Zitierter Auszug >>
□ □ □

Mit Monstern an die Macht

■ Mit dem „Biest im Bodensee“ versucht sich RTL an seinem ersten Creature-Movie. Doch Lindau ist nicht Hollywood (So., 20.15 Uhr, RTL)

RTL hat sich im Laufe der Jahre einen Namen mit Fernsehfilmen gemacht, deren Titel und Plots jedem Verleger von Groschenromanen die Schamesröte ins Gesicht getrieben hätte. „Der große TV- Roman“ kümmert sich um den Herzschmerz der Familie, den Babystrich und den Pfarrer, der liebt, aber nicht lieben darf. Nun wendet sich der Sender mehr dem Unheimlichen, Mysteriösen zu.

Vor wenigen Wochen erst schickte RTL mit seiner „Operation Phoenix“ die angeblich „erste deutsche Mystery-Serie“ auf die Pirsch nach unerklärlichen Phänomenen. Am Sonntag zieht der Kölner Sender das „erste deutsche Creature-Movie“ aus dem Ärmel und das „Biest im Bodensee“ die Fischer aus ihren Gummistiefeln. Helfender Held ist nicht John Sinclair, sondern die Wissenschaftlerin Eva Lehmann in Zusammenarbeit mit ihrem Mann Mark.

□ □ □

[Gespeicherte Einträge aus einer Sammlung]
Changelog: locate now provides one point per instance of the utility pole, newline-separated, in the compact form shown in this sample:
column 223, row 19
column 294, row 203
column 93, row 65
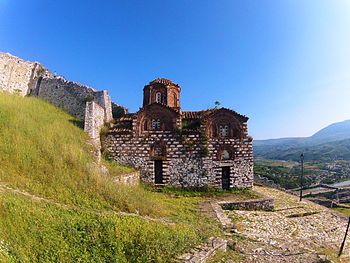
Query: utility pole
column 343, row 243
column 301, row 175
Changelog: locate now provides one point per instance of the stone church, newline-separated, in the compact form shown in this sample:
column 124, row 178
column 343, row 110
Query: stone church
column 207, row 148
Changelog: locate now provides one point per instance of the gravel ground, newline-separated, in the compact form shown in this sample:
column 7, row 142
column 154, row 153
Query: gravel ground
column 294, row 232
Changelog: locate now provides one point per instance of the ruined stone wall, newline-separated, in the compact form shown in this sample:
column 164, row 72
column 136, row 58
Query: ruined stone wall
column 94, row 120
column 185, row 163
column 72, row 96
column 17, row 75
column 67, row 95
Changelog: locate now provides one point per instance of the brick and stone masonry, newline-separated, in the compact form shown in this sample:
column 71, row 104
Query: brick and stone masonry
column 209, row 148
column 169, row 146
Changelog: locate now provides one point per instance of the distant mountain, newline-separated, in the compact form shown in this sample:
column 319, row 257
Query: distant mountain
column 332, row 142
column 334, row 132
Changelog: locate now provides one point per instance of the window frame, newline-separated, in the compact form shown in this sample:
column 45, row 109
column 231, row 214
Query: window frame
column 159, row 97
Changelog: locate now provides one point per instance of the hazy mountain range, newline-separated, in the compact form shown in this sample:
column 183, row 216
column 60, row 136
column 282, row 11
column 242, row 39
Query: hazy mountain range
column 332, row 142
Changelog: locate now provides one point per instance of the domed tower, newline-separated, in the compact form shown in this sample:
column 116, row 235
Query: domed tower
column 162, row 91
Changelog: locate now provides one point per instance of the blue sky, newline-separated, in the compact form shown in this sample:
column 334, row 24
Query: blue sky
column 285, row 64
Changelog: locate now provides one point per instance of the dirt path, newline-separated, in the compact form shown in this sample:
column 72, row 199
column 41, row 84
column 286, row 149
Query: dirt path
column 294, row 232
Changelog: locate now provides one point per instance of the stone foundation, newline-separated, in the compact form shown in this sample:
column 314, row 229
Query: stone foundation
column 264, row 204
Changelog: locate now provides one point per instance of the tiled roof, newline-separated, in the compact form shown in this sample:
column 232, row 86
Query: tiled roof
column 163, row 81
column 203, row 113
column 193, row 114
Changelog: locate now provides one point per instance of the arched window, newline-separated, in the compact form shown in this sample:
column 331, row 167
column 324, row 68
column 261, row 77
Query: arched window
column 225, row 155
column 155, row 124
column 145, row 125
column 159, row 97
column 223, row 131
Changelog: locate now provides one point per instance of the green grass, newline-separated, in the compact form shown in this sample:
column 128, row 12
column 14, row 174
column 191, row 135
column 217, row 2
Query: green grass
column 210, row 192
column 45, row 155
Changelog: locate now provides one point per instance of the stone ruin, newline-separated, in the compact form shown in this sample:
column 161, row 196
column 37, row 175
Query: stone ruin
column 208, row 148
column 93, row 108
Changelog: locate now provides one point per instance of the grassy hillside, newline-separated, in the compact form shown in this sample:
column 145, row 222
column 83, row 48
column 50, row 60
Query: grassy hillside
column 55, row 206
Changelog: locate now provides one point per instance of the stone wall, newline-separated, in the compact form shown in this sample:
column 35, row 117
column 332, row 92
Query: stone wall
column 31, row 78
column 263, row 204
column 17, row 75
column 72, row 96
column 185, row 163
column 94, row 120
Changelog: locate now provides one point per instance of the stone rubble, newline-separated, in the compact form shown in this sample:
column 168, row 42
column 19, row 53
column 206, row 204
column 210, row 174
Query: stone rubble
column 294, row 232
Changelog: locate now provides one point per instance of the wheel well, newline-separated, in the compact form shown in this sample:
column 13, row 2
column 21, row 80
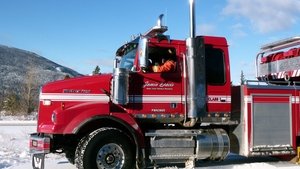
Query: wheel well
column 99, row 122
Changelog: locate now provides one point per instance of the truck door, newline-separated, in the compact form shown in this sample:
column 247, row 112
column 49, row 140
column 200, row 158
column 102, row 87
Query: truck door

□ □ □

Erklärtes Ziel >>
Schreibe die Fernsehkritik zum RTL-Film „Biest im Bodensee“ im Anschluss an ihren letzten Satz weiter.

Antwort zur Übung >>
Ähnlich wie im Jurassic Park wird auch am Bodensee das Biest von genmanipulierender Menschenhand geschaffen. Und weil vom Laborraum ein direkter Weg in die Kanalisation führt, ist es dem Geschöpf ein Einfaches zu fliehen. Der Film folgt dem alten Muster vom Zauberlehrling, der die Geister, die er rief, nicht mehr los wird. Die alte Leier wird mit neuester Gentechnologie aufbereitet, der man ja alles zutrauen kann. Die Pfade von Regisseur Richard Huber sind deshalb ziemlich ausgelatscht. Sieht man die beiden Wissenschaftler – die gut drauf sind und auch so aussehen, aber außer mit dem Biest auch mit einer Ehekrise zu kämpfen haben –, weiß jeder, daß die beiden am Ende nicht nur die Bodenseeregion, sondern auch ihre Ehe retten werden. Dennoch ist die erste Filmhälfte unterhaltend und in ihrer Fiktion halbwegs logisch. Selbst wenn der Mutant immer nur dann Tentakeln hat, wenn er unter der Wasseroberfläche lauert, damit er toll an schönen Mädchen ziehen kann.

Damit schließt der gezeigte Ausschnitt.